**MATERIAL TO PROCESS**:
++++++

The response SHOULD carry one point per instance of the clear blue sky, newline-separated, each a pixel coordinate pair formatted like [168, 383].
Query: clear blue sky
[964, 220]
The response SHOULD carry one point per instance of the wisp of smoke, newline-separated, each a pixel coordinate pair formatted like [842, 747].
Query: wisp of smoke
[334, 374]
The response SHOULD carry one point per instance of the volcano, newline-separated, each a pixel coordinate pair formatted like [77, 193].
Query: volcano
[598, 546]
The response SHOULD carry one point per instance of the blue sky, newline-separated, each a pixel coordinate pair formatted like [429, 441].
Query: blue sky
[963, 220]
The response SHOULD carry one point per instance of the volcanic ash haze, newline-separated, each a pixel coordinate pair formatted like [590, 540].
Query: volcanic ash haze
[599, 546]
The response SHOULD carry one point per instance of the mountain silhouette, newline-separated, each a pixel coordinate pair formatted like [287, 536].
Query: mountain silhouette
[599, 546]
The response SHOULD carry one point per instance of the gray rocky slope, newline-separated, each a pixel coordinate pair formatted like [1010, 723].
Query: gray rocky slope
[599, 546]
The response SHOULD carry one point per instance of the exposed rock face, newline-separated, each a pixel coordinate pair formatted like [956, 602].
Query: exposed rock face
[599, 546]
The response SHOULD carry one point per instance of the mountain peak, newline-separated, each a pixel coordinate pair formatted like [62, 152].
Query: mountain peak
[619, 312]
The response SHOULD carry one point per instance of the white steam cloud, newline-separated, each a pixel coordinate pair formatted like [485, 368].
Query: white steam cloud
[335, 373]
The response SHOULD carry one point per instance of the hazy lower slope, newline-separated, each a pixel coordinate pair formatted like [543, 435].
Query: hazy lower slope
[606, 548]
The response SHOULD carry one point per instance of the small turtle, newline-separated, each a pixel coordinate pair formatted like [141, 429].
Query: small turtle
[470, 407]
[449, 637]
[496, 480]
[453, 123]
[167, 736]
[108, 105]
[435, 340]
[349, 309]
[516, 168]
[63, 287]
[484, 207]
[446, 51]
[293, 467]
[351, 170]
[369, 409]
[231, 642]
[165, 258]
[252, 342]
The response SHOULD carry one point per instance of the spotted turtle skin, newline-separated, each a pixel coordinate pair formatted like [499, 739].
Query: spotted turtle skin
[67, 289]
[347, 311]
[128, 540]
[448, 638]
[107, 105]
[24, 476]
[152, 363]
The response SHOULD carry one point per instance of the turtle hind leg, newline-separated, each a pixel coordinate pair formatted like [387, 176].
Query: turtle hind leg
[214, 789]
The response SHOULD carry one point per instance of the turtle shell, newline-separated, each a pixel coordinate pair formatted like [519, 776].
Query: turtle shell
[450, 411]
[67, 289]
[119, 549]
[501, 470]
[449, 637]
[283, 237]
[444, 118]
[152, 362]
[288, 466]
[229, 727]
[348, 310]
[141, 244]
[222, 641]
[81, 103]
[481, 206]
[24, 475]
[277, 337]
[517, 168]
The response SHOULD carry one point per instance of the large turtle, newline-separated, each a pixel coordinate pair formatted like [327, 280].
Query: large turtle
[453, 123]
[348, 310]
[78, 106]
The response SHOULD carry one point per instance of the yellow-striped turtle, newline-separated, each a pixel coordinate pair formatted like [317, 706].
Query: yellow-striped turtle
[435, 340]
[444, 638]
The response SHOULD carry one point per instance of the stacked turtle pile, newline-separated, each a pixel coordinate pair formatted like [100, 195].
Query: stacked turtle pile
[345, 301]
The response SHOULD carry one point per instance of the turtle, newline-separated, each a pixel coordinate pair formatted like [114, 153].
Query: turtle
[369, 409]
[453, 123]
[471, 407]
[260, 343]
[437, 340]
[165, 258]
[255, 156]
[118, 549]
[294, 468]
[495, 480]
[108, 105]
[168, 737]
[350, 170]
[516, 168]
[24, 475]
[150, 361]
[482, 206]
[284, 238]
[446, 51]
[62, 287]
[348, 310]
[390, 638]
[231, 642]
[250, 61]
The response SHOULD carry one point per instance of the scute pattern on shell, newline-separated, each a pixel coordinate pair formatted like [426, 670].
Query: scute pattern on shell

++++++

**WORK INSTRUCTIONS**: Write out every entry verbatim.

**FULL RESPONSE**:
The response SHOULD carry one point per instance of the clear blue sky, newline-separated, each a pixel coordinate pair formatted like [168, 383].
Query: clear blue sky
[964, 220]
The response SHOULD carry one point per instance of the wisp of smoke, newline-separated, each a pixel coordinate pair formatted like [842, 747].
Query: wisp of smoke
[334, 374]
The response SHOULD carry one point per instance of the volcano, newline-separated, each a pixel coordinate pair formatted like [77, 193].
Query: volcano
[598, 546]
The response SHOULD carry one point per instance of the blue sky, newline-separated, each a pixel coordinate pair formatted like [429, 441].
Query: blue sky
[963, 220]
The response SHOULD carry one point per instance of the volcanic ash haze, newline-separated, each a pixel coordinate pair formatted like [590, 540].
Query: volcanic ash haze
[599, 546]
The response SHOULD carry one point per instance of the mountain silhouette, newline-separated, each a pixel coordinate pair formatted like [287, 536].
Query: mountain silhouette
[599, 546]
The response SHOULD carry one point per instance of the gray rocky slope, newline-separated, each a pixel coordinate pair formatted like [1010, 723].
Query: gray rocky slope
[599, 546]
The response SHOULD carry one point per instance of the exposed rock face, newline-separated, each a pixel coordinate pair formatted like [956, 602].
Query: exposed rock face
[599, 546]
The response SHOULD carry one point per instance of the mountain peak, newline-separated, each a pixel coordinate pair formatted like [62, 152].
Query: mountain peak
[619, 312]
The response SHOULD carry one point per instance of the white steam cloud, newline-separated, each a pixel coordinate pair formatted like [485, 368].
Query: white steam cloud
[335, 373]
The response SHOULD carry one point per instance of the hazy lower slope, newline-separated, each a pixel coordinate pair formatted like [543, 435].
Query: hazy lower slope
[606, 548]
The response SHOULD carry one point per instance of the small turtle, newline-separated, each a pixel coordinate pair formatted like [141, 429].
Query: small turtle
[470, 407]
[449, 637]
[496, 480]
[453, 123]
[167, 736]
[108, 105]
[435, 340]
[349, 309]
[516, 168]
[63, 287]
[484, 207]
[446, 51]
[293, 467]
[351, 170]
[369, 409]
[231, 642]
[165, 258]
[252, 342]
The response SHOULD carry one point per instance of the spotted turtle skin, newline-separated, each a pixel coordinate pair formatted like [499, 739].
Query: spotted turtle skin
[67, 289]
[347, 311]
[128, 540]
[448, 638]
[107, 105]
[24, 476]
[152, 363]
The response SHOULD carry one point per instance of the turtle hind leg, newline-separated, each a pixel coordinate pair formatted like [387, 176].
Query: turtle hind leg
[214, 789]
The response SHOULD carry one point per instance of the turtle shell, newline-separated, each a pixel coordinate pair formatted like [519, 776].
Query: turtle shell
[450, 411]
[67, 289]
[119, 549]
[501, 470]
[449, 637]
[283, 237]
[444, 118]
[152, 362]
[288, 466]
[229, 727]
[348, 310]
[141, 244]
[222, 641]
[81, 103]
[481, 206]
[24, 475]
[277, 337]
[517, 168]
The response SHOULD carry one point per instance of the large turtle, newline-separated, each a pixel coordinate pair formatted like [327, 280].
Query: large turtle
[453, 123]
[348, 310]
[78, 106]
The response SHOULD carry one point per instance of the yellow-striped turtle, newline-separated, each a pixel coordinate pair formatted like [317, 706].
Query: yellow-striped turtle
[435, 340]
[444, 638]
The response SHOULD carry one point per instance of the stacked turtle pile, newline-separated, each a pixel coordinate pair formatted like [100, 195].
Query: stacked turtle pile
[345, 301]
The response SHOULD carry one point per instance of the turtle, newline-separated, each a pixel coordinate pair formatted like [114, 153].
Query: turtle
[369, 409]
[453, 123]
[471, 407]
[260, 343]
[437, 340]
[165, 258]
[255, 156]
[118, 549]
[294, 468]
[495, 480]
[108, 105]
[168, 737]
[350, 170]
[516, 168]
[24, 475]
[150, 361]
[482, 206]
[284, 238]
[446, 51]
[62, 287]
[348, 310]
[390, 638]
[231, 642]
[250, 61]
The response SHOULD carry one point per instance of the scute pattern on shell, newline-separated, each a pixel coordinate pair formatted like [426, 670].
Query: scute pattern on shell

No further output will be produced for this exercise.